To do = The listing that follows must be retyped in full, exactly.

Data =
:::::

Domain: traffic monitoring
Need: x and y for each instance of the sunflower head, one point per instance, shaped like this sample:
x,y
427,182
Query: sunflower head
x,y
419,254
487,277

:::::

Answer section =
Domain: traffic monitoring
Need: x and y for each instance of the sunflower head, one point per instance, shaped like this sample:
x,y
427,182
Query: sunflower head
x,y
419,254
487,277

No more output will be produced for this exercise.